Your answer must be an exact copy of the records below, minus any images.

━━━━━━━━━━━━━━━━

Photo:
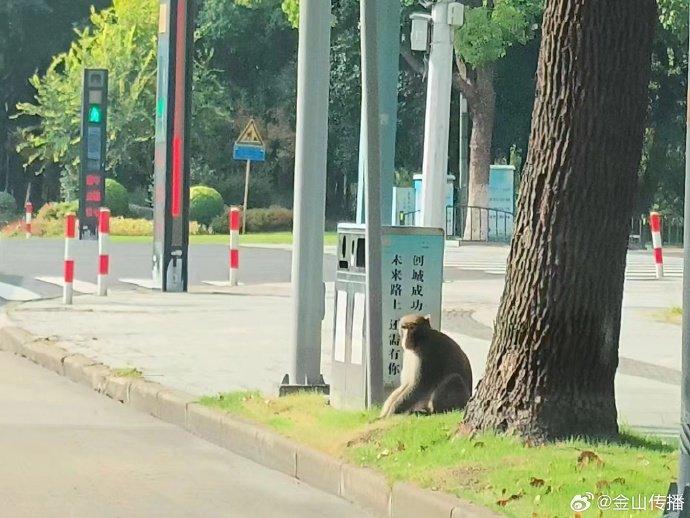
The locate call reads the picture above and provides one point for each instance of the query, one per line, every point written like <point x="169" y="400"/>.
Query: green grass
<point x="499" y="472"/>
<point x="264" y="238"/>
<point x="128" y="372"/>
<point x="672" y="315"/>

━━━━━━━━━━━━━━━━

■ EXERCISE OUTPUT:
Photo:
The locate call reads the picture above and provides one point for each instance of the query, one per line, every point written like <point x="169" y="400"/>.
Query: green grass
<point x="499" y="472"/>
<point x="264" y="238"/>
<point x="128" y="372"/>
<point x="672" y="315"/>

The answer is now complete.